Entries from a point annotation set
## begin

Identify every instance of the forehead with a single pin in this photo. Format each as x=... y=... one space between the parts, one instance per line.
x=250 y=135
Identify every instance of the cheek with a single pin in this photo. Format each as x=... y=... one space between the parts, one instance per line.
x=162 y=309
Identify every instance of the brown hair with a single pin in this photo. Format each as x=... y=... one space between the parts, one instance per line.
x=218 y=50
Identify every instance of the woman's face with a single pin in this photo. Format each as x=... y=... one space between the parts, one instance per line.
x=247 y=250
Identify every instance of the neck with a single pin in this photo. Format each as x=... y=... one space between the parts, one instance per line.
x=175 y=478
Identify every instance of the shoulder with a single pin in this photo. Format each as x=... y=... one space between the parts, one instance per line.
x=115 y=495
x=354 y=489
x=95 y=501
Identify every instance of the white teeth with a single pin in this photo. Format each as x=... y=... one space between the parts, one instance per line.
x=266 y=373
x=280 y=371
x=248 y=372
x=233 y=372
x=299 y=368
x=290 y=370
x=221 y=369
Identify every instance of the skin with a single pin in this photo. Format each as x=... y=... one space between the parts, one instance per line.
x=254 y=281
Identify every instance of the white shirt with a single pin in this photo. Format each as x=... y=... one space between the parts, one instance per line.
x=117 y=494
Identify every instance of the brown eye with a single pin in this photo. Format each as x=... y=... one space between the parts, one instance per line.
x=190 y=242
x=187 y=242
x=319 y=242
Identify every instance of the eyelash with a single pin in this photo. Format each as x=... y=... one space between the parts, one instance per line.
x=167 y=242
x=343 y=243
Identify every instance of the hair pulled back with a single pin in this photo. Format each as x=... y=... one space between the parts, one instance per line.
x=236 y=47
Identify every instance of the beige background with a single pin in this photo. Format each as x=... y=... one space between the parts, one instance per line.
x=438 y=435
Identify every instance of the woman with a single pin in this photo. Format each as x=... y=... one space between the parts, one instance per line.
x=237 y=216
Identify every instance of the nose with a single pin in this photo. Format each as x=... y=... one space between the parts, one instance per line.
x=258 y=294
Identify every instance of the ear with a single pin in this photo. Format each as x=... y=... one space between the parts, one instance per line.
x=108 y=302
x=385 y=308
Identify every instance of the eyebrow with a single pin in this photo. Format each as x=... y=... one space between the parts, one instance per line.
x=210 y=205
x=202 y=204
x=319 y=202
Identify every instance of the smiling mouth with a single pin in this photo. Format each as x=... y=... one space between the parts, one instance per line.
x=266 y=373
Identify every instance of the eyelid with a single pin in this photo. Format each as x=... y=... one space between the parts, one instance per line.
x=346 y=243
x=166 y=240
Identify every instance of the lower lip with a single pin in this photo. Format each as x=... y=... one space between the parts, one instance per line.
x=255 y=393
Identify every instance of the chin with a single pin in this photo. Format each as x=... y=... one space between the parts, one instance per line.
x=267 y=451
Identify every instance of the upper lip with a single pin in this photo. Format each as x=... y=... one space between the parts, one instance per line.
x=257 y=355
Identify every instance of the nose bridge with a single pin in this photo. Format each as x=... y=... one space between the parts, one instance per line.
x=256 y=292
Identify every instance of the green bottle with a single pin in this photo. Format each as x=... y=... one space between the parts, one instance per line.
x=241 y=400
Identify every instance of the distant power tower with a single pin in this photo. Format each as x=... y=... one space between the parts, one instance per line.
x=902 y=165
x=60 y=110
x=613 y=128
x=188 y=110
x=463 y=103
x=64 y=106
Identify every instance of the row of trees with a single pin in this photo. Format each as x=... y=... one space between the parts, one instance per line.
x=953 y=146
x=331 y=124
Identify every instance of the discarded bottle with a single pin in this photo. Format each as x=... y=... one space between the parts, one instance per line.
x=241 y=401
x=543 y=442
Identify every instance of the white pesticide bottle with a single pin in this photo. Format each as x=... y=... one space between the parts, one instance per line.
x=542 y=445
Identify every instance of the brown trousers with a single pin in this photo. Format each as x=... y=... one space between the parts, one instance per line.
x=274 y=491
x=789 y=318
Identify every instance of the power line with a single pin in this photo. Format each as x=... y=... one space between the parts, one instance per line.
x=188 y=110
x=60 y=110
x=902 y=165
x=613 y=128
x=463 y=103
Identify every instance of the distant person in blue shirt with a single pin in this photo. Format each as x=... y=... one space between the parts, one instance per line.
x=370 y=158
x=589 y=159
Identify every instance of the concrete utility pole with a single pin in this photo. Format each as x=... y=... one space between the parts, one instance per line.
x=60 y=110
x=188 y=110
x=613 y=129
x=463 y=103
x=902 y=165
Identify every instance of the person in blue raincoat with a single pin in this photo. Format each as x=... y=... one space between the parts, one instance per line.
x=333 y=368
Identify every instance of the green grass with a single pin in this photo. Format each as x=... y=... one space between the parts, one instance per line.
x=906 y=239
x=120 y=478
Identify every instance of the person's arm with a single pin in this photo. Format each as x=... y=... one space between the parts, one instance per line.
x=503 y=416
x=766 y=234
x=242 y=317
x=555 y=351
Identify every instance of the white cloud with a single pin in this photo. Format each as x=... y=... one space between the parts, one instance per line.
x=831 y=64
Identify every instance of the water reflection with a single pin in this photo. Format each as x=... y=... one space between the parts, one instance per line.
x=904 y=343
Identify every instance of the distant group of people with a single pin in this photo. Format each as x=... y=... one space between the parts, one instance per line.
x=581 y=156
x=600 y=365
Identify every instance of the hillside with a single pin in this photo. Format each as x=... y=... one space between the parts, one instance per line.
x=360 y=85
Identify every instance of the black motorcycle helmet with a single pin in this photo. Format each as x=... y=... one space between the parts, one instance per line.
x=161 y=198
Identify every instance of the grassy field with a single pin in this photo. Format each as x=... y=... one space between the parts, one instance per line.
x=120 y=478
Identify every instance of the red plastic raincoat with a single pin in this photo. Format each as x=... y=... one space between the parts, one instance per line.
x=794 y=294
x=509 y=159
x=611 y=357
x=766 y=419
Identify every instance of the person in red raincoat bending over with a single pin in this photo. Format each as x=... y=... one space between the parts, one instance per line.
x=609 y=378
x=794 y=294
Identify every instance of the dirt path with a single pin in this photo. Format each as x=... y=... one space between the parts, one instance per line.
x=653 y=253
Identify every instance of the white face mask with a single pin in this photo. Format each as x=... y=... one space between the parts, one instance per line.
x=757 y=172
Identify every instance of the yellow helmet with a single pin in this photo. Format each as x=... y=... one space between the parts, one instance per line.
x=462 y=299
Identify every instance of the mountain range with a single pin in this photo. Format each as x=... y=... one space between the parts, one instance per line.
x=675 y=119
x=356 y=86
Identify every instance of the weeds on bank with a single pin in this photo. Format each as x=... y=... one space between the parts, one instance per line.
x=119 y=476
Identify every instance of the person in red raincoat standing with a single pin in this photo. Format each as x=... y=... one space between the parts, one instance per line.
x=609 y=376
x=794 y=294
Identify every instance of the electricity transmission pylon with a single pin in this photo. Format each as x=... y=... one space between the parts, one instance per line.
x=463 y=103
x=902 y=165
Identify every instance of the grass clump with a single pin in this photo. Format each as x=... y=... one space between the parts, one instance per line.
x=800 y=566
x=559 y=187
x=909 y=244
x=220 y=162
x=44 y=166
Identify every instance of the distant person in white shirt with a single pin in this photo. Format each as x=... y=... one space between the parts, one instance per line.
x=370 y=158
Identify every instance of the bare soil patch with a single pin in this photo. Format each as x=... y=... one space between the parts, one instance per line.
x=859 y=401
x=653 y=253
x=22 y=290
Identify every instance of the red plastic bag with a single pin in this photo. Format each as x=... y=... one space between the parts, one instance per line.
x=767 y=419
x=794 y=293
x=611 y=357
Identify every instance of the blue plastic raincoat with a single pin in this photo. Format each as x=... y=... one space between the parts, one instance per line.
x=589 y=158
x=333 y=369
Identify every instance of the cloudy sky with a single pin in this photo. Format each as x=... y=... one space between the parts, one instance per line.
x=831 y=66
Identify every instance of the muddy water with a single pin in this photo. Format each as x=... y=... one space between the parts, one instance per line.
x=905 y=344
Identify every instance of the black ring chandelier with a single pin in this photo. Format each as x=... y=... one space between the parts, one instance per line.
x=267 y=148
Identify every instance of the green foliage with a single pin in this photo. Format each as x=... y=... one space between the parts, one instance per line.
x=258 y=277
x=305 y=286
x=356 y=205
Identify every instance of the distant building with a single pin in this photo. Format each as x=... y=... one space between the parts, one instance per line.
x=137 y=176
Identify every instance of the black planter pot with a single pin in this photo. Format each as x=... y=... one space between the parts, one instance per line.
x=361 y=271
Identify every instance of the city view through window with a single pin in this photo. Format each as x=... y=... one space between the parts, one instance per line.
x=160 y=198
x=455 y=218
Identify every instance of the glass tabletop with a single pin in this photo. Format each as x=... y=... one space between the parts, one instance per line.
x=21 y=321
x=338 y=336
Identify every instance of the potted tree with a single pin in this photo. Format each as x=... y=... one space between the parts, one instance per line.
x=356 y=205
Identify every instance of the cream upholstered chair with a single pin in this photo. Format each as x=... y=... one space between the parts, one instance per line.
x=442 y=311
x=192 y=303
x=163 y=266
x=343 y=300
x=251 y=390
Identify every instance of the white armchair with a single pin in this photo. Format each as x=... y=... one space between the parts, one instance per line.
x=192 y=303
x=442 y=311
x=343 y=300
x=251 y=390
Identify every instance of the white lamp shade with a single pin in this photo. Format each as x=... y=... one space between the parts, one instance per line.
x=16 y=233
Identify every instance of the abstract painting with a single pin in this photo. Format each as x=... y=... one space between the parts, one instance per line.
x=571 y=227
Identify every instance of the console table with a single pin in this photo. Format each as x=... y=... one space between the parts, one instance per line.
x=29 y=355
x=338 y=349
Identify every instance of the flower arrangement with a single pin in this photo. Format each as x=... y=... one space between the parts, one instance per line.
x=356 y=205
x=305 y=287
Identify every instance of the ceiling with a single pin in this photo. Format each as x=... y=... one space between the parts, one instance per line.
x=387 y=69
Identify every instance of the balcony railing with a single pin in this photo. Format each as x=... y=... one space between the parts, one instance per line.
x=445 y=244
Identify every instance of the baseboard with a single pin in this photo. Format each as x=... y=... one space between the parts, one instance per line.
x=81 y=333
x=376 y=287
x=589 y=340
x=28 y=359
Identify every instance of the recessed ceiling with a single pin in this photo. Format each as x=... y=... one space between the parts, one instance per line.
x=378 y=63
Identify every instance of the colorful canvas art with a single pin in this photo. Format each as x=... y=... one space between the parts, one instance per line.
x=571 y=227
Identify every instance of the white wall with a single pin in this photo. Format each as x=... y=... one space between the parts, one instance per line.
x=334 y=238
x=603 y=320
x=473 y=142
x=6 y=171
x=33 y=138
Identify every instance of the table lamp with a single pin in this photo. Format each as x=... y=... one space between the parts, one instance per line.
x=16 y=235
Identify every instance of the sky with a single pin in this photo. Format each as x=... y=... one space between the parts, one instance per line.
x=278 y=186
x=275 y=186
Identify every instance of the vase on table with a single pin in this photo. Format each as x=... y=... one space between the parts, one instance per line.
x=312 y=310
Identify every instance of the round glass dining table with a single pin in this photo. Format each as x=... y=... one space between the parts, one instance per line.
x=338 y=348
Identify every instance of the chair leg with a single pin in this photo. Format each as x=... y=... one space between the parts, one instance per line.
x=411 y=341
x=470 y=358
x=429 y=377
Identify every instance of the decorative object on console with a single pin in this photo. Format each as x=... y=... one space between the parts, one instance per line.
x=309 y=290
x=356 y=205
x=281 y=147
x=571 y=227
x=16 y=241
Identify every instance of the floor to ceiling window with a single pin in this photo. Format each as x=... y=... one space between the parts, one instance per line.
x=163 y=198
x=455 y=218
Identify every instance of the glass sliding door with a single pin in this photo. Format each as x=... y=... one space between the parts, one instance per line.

## end

Give each line of the data, from the first line through the line containing "x=254 y=281" (inclusive), as a numbered list, leaving out any blank lines.

1. Identify every instance of the forehead with a single pin in this photo. Format each as x=... y=... one space between the parts, one instance per line.
2. x=250 y=135
3. Identify every instance of the cheek with a single pin in this photo. Format each as x=... y=... one space between the parts, one instance per line.
4. x=162 y=309
5. Identify every instance of the brown hair with a single pin in this photo. Format each as x=... y=... one space between the parts, one instance per line.
6. x=218 y=50
7. Identify every instance of the woman's face with a single pin in this photo. Format each as x=... y=... one space between the parts, one instance per line.
8. x=247 y=250
9. Identify every instance of the neck with a single pin in this photo. Format each as x=... y=... one space between the parts, one instance per line.
10. x=175 y=478
11. Identify every instance of the shoulder with a single pin in this photo. Format each as x=... y=... one space between the parts, one instance per line.
12. x=115 y=495
13. x=354 y=489
14. x=95 y=501
15. Identify every instance of the white teeth with a single pin in this photo. Format each as x=... y=... one space between the parts, one instance per line.
16. x=266 y=373
17. x=280 y=371
18. x=248 y=372
19. x=233 y=372
20. x=299 y=368
21. x=290 y=370
22. x=221 y=369
23. Identify every instance of the skin with a single pin in this photo. Format each as x=... y=... one space between the parts, one instance per line.
24. x=254 y=281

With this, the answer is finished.